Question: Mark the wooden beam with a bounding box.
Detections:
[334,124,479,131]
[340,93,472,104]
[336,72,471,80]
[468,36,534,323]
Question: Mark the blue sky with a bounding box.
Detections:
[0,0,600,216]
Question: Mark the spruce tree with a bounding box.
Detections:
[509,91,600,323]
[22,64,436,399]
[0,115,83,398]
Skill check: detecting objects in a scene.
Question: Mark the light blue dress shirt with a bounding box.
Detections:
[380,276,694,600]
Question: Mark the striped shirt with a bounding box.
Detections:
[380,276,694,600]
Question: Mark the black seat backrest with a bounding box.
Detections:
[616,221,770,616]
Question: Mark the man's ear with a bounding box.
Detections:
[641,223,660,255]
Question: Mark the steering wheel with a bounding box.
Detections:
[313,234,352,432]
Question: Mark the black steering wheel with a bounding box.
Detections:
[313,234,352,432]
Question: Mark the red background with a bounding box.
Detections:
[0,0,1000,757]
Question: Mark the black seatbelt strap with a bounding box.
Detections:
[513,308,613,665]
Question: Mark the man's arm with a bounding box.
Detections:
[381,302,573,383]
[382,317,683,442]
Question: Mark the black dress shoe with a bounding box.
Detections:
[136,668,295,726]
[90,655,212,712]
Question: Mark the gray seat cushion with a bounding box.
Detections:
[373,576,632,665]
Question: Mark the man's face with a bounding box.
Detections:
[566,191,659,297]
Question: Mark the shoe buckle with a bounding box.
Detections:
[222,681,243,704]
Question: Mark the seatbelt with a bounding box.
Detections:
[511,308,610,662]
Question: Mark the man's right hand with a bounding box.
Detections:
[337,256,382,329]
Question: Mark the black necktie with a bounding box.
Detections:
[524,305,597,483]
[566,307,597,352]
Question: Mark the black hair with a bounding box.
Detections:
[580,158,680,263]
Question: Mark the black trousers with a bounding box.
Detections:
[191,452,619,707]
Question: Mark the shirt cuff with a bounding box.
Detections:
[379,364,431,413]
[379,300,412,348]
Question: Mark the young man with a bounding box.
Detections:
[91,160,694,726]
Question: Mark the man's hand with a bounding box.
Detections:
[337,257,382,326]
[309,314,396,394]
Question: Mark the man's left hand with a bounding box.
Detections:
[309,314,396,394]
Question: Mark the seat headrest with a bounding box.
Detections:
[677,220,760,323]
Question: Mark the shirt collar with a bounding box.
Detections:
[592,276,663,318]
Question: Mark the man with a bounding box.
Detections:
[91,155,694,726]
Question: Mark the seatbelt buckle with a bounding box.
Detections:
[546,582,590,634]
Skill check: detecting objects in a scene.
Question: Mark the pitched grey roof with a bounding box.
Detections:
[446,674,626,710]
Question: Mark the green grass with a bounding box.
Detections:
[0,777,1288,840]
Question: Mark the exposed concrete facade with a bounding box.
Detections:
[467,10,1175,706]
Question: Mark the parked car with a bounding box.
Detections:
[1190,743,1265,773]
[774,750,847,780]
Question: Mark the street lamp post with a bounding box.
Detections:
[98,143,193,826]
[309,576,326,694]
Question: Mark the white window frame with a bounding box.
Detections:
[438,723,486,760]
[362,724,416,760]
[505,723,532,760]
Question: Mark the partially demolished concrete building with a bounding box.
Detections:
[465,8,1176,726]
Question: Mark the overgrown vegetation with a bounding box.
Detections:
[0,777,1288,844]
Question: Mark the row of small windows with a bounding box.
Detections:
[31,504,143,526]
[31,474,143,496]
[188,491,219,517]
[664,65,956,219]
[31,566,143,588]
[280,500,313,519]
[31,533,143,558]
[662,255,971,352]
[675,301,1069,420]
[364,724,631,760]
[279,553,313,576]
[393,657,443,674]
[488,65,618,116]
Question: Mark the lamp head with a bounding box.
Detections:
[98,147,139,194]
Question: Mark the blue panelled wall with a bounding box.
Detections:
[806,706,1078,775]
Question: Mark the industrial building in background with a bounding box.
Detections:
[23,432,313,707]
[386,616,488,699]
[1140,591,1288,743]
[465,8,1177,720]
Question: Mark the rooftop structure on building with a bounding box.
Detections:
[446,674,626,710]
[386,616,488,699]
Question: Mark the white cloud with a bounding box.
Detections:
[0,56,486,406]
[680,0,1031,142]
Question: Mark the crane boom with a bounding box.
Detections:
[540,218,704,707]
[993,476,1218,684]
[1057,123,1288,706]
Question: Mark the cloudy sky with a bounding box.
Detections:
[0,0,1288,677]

» **Prompt**
List every line above that contains the string "white". Case counts.

» **Output**
Question: Mark the white window frame with a bounding box.
Question: Mark the white cloud with a bounding box.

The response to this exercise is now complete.